## BEGIN

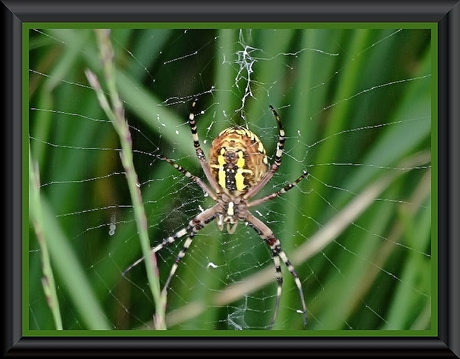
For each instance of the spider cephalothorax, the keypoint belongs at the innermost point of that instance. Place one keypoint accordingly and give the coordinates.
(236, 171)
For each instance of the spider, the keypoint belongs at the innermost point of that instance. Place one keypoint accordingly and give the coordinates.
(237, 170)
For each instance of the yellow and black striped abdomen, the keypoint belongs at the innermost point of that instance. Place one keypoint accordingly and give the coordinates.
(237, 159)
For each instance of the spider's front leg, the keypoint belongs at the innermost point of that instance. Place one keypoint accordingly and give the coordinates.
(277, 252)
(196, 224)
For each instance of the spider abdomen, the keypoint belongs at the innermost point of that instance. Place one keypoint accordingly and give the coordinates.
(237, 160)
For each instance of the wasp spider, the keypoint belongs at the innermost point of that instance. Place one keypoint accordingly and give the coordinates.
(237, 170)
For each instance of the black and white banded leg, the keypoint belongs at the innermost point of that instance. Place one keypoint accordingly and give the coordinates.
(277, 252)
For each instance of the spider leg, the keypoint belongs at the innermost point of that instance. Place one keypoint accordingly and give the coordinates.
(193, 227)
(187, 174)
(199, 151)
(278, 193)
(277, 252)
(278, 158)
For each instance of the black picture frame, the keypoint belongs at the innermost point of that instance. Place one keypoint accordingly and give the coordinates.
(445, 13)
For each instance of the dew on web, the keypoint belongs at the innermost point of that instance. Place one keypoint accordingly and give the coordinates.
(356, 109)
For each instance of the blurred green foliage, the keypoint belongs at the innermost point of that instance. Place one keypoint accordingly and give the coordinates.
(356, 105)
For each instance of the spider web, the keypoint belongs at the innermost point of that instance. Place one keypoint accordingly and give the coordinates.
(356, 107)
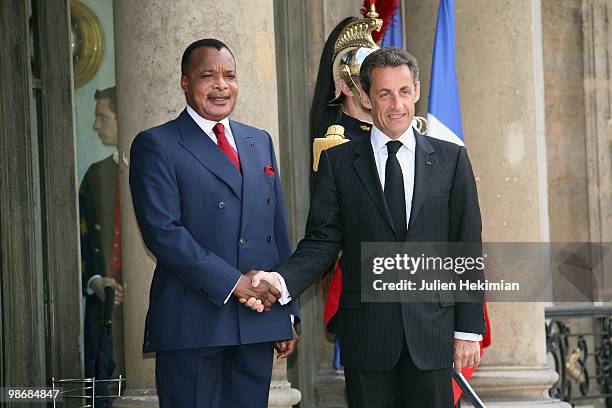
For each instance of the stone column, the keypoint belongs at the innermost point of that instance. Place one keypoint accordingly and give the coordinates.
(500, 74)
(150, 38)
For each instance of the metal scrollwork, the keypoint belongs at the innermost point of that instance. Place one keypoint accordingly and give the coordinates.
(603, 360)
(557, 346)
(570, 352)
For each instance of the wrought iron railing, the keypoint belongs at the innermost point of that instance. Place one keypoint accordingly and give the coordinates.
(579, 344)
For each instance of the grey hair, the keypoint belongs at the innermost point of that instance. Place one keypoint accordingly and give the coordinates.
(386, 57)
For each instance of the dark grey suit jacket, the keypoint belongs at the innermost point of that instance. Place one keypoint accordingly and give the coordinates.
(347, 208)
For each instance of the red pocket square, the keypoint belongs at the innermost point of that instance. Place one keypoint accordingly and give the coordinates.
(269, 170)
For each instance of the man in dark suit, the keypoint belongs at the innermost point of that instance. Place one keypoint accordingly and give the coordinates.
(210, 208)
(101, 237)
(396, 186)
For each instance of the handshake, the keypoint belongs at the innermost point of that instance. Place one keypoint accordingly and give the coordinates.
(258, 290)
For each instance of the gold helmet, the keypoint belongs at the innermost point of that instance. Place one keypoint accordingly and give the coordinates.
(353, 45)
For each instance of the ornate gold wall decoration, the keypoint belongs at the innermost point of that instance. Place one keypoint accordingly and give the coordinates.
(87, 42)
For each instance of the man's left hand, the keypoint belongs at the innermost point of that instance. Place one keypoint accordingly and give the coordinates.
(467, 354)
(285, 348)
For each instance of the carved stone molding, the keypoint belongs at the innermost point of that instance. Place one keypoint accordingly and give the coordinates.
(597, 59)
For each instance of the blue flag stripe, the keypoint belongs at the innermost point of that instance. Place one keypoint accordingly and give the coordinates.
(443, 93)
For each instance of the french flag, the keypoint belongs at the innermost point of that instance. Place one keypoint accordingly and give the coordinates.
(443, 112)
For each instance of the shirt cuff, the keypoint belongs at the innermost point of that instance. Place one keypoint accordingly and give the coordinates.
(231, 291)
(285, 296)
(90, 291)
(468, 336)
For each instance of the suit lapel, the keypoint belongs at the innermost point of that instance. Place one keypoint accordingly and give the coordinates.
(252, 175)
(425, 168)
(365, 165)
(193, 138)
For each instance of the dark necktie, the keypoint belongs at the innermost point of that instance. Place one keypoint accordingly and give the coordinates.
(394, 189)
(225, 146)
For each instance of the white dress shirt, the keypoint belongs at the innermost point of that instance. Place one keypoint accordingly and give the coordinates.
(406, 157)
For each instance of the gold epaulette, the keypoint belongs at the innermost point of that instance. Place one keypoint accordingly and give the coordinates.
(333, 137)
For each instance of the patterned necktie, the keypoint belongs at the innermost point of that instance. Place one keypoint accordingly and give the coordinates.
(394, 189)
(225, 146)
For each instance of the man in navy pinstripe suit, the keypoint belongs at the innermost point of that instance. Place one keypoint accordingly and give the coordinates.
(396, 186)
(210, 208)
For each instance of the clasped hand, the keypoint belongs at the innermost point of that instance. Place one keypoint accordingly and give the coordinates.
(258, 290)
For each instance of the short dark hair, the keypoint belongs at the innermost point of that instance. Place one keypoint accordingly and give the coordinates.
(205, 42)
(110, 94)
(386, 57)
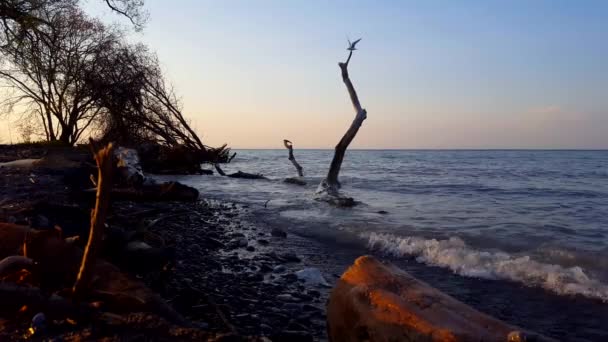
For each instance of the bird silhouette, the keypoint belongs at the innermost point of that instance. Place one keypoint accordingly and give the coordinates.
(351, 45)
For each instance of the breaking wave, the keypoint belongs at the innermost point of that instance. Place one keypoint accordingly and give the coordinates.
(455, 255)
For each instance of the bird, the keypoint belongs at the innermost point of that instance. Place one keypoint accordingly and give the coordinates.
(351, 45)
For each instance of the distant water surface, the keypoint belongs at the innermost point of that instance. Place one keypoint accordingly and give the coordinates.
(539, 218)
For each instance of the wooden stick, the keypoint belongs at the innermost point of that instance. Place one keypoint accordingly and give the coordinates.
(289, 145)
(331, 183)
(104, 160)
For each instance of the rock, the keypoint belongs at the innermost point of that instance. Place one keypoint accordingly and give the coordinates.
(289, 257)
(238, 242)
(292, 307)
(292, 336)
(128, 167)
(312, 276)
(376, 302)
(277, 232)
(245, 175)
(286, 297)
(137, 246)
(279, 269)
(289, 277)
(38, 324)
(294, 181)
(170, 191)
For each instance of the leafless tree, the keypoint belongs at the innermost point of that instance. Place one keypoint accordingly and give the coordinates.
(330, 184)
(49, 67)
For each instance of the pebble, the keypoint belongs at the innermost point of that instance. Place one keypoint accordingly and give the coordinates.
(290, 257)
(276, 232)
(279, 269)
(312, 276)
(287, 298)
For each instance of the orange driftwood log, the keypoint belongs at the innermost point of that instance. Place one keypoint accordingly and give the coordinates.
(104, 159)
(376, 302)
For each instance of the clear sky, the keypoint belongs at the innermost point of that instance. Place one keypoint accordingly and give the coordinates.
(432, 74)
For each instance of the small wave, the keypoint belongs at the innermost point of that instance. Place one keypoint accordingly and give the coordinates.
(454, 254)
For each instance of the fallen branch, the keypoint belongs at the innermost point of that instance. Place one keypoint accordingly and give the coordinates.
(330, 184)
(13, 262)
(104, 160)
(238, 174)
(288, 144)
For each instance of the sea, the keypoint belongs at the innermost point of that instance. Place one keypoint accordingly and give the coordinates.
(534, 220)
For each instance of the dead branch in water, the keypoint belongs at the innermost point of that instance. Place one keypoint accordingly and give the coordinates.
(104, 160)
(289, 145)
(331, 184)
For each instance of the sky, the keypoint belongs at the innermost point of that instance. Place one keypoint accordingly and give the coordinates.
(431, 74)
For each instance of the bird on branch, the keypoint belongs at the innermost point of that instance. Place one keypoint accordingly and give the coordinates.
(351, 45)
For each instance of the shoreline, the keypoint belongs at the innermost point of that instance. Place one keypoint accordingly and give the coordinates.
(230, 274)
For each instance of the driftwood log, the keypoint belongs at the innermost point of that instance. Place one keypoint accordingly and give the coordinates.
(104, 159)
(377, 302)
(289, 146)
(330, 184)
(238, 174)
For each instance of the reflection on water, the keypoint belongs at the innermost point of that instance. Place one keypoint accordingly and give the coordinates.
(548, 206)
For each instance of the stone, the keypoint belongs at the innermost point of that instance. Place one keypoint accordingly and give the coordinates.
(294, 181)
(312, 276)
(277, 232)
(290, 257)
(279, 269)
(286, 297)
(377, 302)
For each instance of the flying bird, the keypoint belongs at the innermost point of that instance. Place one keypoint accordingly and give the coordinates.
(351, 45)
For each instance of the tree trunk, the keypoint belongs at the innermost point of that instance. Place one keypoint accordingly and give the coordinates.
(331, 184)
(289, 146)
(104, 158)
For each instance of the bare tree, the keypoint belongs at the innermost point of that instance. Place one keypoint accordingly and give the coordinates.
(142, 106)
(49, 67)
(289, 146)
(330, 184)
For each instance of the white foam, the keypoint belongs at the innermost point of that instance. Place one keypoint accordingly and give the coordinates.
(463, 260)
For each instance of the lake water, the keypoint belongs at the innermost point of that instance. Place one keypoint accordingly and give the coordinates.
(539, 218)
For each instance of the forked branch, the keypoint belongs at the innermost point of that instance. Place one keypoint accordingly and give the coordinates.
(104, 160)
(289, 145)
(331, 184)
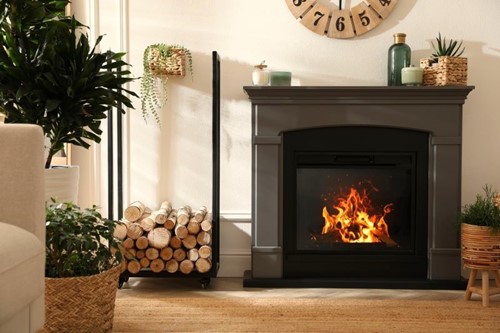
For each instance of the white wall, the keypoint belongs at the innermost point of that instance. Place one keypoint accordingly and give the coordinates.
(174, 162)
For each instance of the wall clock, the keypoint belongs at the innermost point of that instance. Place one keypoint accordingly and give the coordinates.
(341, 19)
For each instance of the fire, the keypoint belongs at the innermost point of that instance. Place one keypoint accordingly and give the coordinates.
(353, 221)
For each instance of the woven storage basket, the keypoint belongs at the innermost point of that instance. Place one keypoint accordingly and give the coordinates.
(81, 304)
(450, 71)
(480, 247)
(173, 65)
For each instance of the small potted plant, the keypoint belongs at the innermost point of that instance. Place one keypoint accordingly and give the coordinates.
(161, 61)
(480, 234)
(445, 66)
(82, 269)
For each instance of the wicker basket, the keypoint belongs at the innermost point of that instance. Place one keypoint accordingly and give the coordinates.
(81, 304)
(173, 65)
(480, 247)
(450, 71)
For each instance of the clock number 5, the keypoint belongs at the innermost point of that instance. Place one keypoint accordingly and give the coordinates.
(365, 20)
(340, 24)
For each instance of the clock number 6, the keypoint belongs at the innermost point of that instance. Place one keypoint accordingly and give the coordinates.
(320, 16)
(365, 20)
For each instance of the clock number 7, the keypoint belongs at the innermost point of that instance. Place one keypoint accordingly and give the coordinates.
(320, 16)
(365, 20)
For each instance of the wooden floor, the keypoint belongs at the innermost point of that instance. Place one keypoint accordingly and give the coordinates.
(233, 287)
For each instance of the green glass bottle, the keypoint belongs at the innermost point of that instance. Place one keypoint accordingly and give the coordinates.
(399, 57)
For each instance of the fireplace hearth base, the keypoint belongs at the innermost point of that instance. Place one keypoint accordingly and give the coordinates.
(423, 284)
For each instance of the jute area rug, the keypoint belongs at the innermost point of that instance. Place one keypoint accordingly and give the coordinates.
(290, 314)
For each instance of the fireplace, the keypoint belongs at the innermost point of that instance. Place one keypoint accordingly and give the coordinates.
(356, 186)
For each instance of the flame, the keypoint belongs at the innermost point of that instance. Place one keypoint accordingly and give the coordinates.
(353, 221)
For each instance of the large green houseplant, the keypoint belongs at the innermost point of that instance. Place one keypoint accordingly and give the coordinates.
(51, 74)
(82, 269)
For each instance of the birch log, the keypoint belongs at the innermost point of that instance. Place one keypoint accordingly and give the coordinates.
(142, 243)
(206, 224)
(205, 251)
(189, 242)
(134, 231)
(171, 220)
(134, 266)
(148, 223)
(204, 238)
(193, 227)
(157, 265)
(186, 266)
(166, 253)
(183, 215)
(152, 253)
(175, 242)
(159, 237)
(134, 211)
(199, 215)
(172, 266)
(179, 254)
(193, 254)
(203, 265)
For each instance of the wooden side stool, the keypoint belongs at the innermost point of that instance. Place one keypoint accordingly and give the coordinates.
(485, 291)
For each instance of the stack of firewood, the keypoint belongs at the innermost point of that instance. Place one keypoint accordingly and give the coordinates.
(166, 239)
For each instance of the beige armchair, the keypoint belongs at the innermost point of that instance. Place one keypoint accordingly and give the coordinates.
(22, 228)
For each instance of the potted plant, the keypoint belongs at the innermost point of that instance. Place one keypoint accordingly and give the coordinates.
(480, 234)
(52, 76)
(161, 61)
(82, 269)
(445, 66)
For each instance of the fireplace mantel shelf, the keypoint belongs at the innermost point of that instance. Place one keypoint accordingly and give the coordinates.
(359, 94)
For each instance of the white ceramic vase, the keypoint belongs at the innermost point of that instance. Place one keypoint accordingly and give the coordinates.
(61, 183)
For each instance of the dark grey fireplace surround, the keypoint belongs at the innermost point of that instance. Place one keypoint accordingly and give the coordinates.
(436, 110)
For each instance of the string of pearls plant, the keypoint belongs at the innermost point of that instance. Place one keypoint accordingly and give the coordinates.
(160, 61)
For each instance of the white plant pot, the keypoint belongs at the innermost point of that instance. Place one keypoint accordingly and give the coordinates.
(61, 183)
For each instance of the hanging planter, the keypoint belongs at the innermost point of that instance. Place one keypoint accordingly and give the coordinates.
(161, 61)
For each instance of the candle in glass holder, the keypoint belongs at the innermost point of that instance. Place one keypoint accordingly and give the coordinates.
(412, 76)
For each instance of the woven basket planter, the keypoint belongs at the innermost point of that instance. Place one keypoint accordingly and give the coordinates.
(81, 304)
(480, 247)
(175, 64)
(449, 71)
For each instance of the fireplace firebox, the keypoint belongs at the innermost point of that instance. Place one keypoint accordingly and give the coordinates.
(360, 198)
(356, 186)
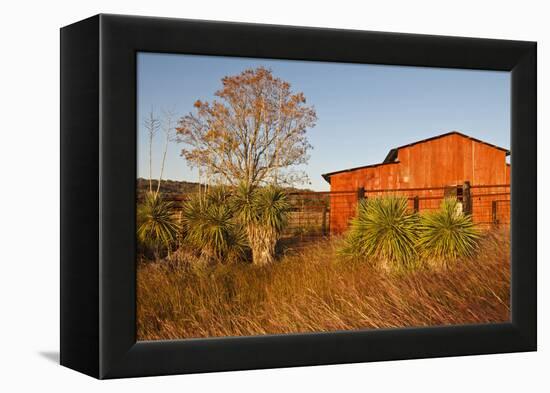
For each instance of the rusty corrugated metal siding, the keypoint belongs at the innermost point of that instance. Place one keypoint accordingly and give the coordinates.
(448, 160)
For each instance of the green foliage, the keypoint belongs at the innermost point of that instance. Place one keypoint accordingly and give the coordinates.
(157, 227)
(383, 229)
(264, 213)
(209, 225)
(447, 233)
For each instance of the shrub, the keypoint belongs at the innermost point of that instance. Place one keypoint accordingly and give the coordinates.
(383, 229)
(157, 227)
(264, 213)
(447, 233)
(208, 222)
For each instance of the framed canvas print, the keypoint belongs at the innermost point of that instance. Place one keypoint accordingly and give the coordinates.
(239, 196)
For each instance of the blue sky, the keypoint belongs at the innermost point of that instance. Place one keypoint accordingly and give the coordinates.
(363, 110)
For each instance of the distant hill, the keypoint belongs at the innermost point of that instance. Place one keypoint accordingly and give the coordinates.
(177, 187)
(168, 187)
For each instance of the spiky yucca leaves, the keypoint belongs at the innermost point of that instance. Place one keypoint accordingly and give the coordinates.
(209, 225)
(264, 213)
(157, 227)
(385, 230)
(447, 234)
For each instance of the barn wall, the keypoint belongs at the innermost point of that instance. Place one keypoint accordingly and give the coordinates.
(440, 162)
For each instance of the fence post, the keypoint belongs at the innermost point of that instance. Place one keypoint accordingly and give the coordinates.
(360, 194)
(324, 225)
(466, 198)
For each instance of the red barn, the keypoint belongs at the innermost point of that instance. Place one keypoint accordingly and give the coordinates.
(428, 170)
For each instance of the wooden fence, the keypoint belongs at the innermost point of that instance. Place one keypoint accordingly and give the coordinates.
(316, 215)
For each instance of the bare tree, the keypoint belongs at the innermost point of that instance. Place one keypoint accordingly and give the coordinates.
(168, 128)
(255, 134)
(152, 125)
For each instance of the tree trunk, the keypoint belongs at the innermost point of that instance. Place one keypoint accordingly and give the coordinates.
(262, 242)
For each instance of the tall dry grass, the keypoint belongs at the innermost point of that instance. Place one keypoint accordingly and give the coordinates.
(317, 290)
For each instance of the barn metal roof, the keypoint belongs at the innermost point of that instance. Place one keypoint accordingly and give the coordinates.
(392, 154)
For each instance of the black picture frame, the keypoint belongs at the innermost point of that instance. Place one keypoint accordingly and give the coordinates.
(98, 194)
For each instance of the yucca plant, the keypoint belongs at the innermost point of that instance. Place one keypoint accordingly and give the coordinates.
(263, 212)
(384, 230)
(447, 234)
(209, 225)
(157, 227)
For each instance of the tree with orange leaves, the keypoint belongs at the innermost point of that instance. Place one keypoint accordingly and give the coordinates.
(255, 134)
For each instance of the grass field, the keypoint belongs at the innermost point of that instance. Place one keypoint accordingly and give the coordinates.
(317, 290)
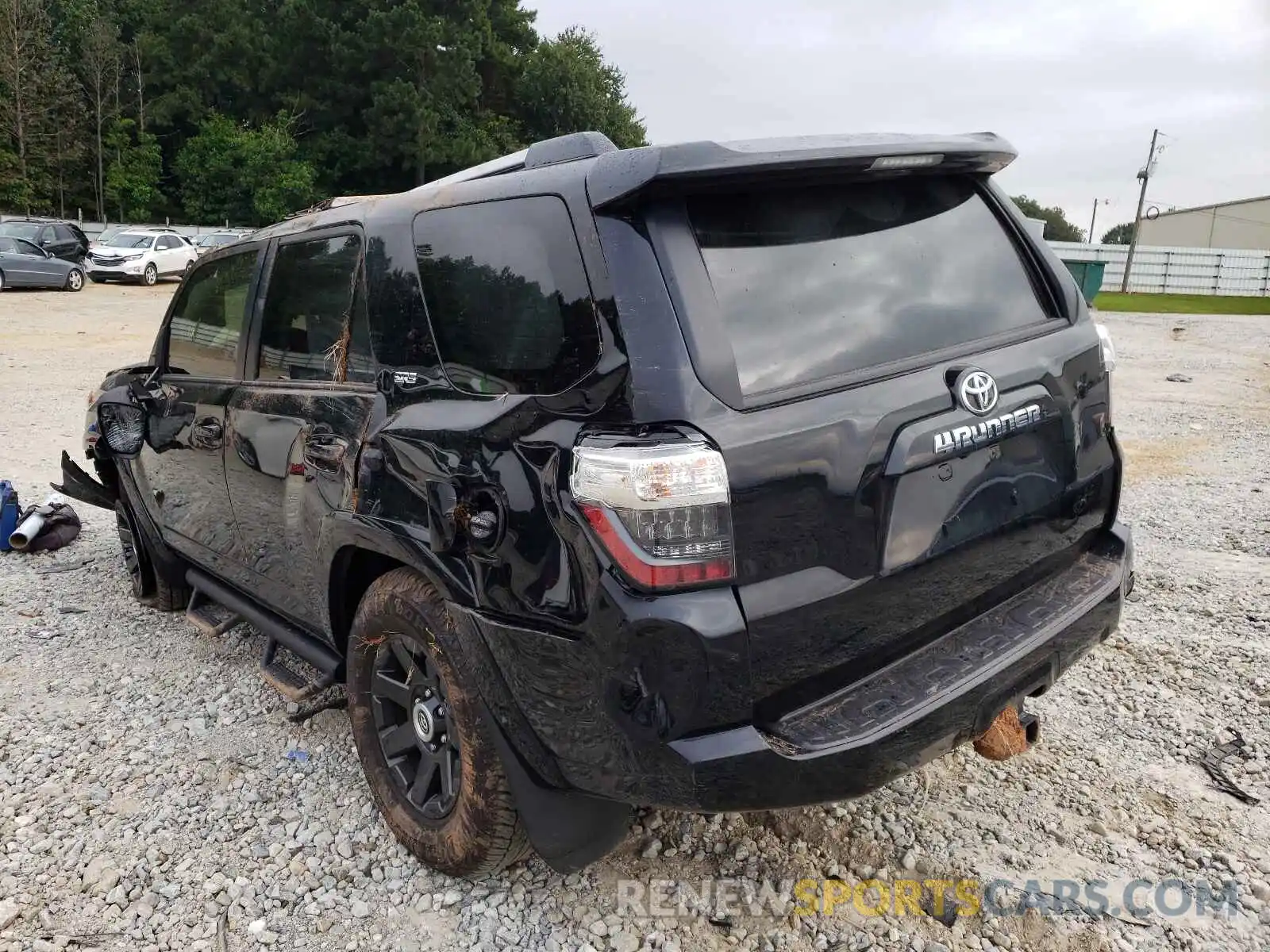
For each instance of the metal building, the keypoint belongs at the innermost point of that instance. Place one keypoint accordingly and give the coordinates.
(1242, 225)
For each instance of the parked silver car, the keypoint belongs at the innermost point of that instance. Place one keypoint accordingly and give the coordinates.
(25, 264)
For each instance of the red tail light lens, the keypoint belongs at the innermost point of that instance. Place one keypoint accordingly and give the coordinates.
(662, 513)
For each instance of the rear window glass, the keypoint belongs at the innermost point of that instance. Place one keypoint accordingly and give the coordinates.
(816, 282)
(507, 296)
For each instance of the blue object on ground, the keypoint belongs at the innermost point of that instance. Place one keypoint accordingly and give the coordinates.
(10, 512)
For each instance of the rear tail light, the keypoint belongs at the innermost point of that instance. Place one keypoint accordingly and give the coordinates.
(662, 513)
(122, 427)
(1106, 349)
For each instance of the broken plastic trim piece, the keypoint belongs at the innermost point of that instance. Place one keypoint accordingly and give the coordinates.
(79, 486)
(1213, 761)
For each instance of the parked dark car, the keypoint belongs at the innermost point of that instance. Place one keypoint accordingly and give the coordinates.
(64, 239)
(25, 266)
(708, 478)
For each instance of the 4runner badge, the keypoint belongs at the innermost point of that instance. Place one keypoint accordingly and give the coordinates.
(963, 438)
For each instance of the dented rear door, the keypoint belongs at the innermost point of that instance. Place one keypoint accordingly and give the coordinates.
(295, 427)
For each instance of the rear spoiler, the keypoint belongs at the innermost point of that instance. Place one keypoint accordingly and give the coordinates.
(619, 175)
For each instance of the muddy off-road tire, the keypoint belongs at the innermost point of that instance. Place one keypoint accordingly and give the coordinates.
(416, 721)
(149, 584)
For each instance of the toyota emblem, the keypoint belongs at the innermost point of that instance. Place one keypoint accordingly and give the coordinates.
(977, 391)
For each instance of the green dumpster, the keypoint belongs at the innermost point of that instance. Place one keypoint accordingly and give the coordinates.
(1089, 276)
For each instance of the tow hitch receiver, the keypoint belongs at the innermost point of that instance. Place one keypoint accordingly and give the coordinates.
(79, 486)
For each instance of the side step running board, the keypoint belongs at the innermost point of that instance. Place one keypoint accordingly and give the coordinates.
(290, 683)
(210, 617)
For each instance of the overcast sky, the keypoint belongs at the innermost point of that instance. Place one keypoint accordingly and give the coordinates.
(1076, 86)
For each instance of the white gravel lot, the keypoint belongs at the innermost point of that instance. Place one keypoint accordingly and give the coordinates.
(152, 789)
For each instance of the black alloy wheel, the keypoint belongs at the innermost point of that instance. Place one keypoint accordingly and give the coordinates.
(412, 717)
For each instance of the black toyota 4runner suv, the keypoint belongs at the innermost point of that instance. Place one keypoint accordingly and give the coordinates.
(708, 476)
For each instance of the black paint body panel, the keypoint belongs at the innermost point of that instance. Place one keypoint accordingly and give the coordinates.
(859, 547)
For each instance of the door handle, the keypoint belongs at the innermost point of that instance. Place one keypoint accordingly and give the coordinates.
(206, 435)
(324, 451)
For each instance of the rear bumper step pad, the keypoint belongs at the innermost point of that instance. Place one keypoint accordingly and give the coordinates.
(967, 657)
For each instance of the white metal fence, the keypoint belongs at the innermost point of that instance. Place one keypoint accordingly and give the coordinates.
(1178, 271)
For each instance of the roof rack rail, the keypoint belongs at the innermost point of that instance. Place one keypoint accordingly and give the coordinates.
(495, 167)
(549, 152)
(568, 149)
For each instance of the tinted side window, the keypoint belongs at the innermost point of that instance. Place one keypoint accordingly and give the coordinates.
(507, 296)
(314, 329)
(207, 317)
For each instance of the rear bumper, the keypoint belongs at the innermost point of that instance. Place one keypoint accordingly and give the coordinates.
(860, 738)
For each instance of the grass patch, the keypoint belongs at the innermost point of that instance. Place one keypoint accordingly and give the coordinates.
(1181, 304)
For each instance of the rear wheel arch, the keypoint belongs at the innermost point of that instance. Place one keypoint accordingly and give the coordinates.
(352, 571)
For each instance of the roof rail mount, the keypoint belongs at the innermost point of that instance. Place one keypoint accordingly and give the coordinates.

## END

◆ Directions ◆
Output only the lines from the one holding "For each instance of the rear bumper, the" through the last line above, exactly as they appear.

◆ Solution to the exercise ◆
For each instance of the rear bumper, the keypoint belongs at the innermost point of that instance. Place one keypoint accordingly and give the coordinates.
(860, 738)
For each instance of the grass patch, the keypoint belongs at the innermost point of that instance. Place one keypoint accordingly and give the coordinates.
(1181, 304)
For each instance of the rear wheel arch, the keypoint belongs at the innermost point of that instance. Place one keypoint accordingly and give the coordinates.
(352, 571)
For each instance of the roof rail mount, the keypoint belongs at the innermost point of that instance. Place one keypoint accordingly and give the coordinates.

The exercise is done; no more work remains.